[start Data for the task]
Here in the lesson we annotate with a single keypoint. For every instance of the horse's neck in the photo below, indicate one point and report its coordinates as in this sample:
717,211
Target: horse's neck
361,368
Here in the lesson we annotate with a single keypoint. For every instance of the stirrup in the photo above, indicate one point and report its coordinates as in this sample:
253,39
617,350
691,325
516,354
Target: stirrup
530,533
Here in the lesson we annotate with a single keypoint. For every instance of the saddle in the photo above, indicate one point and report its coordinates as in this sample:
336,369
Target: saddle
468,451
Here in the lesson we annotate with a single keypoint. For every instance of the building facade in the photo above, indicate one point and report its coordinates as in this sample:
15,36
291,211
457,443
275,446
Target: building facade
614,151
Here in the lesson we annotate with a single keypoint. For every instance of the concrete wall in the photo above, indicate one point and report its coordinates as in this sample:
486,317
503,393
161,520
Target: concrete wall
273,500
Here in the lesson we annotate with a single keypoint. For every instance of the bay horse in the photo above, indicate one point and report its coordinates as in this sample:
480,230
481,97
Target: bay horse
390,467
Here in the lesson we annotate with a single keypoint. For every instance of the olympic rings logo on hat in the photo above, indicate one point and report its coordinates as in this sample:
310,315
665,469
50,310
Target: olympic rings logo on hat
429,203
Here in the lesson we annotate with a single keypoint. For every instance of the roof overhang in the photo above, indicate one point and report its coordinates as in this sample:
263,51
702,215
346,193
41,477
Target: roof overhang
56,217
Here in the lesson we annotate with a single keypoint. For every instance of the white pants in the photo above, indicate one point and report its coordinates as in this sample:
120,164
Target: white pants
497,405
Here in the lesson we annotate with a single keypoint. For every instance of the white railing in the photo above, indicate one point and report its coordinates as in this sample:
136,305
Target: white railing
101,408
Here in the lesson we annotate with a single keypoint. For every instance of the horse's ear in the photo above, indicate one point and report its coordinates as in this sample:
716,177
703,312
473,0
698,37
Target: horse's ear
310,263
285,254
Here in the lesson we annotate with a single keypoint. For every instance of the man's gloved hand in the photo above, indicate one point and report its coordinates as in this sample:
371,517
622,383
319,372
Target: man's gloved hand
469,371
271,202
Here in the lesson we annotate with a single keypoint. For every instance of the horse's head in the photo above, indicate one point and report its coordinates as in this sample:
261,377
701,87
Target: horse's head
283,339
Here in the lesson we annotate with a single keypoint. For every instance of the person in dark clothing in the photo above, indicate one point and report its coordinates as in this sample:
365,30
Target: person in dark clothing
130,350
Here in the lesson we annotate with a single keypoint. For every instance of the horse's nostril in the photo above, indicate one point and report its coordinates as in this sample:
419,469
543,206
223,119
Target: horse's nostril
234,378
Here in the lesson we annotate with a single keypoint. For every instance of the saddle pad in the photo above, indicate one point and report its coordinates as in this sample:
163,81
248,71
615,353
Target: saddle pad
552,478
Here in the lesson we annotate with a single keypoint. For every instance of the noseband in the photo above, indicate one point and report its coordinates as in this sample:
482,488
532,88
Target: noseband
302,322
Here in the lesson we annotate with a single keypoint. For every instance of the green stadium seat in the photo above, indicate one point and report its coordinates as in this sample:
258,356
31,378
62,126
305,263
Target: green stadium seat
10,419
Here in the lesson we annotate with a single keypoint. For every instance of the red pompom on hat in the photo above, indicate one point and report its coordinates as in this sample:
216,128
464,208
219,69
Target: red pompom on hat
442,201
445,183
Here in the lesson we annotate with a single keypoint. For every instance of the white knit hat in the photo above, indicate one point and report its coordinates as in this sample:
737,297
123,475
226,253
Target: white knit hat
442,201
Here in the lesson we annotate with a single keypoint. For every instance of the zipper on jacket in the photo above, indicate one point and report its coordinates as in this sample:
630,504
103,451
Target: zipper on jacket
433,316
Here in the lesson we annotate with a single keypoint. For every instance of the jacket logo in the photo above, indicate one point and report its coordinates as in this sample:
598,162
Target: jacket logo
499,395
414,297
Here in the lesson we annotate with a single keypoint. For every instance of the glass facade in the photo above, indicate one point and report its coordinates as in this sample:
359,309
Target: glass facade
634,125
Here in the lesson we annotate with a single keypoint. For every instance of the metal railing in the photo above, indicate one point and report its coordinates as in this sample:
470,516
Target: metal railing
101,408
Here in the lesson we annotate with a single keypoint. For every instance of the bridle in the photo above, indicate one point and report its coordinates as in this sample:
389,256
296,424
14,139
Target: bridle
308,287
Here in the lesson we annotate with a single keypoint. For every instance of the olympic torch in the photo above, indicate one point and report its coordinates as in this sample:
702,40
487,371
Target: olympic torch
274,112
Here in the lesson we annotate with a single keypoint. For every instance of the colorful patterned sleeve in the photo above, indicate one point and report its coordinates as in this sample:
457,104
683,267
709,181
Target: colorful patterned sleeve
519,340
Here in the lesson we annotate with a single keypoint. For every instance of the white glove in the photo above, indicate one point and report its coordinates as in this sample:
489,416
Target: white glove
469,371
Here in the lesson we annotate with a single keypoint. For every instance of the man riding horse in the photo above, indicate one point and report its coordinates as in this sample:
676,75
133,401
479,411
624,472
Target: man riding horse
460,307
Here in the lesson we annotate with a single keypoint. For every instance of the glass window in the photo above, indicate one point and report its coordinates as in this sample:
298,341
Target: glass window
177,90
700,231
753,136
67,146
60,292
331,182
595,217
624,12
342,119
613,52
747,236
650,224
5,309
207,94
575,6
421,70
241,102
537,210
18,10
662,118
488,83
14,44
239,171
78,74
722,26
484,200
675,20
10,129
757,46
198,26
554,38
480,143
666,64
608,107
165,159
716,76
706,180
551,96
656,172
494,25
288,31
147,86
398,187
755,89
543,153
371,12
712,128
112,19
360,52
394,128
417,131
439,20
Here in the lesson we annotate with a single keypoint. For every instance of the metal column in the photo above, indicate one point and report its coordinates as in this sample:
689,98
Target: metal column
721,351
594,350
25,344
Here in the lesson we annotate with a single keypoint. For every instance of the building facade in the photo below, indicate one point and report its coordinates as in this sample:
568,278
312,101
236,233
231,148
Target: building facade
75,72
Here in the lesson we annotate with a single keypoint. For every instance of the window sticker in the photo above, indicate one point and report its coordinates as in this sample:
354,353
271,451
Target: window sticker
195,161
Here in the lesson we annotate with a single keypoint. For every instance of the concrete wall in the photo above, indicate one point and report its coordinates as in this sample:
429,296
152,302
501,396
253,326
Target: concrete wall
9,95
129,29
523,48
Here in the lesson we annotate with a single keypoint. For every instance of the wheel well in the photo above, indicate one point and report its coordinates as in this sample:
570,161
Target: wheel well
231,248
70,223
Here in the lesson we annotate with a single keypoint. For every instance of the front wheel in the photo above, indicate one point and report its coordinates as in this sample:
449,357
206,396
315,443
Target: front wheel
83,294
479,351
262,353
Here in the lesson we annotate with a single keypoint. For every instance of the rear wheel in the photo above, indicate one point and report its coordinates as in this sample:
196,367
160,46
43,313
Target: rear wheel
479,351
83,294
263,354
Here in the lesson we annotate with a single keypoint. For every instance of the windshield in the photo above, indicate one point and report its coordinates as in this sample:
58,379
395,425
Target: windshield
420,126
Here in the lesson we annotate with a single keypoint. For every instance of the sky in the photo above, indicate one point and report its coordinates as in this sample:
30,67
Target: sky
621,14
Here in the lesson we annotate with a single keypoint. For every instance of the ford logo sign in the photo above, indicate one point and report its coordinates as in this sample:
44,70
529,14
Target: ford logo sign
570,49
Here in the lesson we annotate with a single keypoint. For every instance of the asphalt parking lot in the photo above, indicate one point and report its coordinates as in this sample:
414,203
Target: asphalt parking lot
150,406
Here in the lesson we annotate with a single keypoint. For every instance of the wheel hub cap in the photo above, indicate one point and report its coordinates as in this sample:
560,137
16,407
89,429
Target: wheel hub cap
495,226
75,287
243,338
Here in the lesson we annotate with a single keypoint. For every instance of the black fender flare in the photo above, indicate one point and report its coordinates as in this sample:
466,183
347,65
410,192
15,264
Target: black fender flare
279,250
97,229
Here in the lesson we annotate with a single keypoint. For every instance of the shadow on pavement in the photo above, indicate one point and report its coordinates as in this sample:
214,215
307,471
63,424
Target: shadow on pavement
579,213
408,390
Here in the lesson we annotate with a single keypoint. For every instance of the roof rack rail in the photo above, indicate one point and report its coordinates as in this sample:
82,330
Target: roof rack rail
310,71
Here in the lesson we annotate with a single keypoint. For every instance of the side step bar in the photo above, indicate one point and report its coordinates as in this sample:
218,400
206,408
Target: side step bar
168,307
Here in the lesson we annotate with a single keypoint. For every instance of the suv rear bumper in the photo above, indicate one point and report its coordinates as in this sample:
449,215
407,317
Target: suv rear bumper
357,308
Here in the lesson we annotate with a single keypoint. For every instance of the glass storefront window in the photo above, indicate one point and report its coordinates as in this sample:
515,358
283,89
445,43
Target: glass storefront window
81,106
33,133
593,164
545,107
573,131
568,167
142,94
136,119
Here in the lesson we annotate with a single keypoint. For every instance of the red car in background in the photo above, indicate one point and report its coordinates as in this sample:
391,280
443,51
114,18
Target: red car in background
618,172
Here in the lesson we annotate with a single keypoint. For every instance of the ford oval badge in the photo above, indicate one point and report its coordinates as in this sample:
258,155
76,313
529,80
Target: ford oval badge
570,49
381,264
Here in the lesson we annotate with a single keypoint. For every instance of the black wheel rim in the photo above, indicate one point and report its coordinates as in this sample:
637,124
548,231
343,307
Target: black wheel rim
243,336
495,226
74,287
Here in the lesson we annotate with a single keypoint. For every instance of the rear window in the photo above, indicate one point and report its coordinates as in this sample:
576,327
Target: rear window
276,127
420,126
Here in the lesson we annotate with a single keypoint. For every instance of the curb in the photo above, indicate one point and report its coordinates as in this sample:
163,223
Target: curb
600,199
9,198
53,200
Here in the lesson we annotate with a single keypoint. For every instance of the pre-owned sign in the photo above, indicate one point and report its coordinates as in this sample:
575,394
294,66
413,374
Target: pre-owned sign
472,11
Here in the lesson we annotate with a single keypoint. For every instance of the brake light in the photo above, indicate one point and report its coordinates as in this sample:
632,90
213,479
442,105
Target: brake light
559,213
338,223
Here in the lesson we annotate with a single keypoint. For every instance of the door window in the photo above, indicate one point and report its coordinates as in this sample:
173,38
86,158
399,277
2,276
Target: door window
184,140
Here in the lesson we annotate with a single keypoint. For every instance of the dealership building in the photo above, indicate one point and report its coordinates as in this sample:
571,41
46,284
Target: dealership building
[end Data for the task]
◆ **What to work on**: Starting at the line that contains "of the dealership" and continuing through the last line, write the lines out again with "dealership building" swapped for "car showroom" and nothing else changed.

◆ **The solution**:
Here in the lesson we annotate with a single keypoint. For every instance of the car showroom in the photo above, indicate one point and report its coordinates as in this sample:
571,41
46,284
Target: car showroom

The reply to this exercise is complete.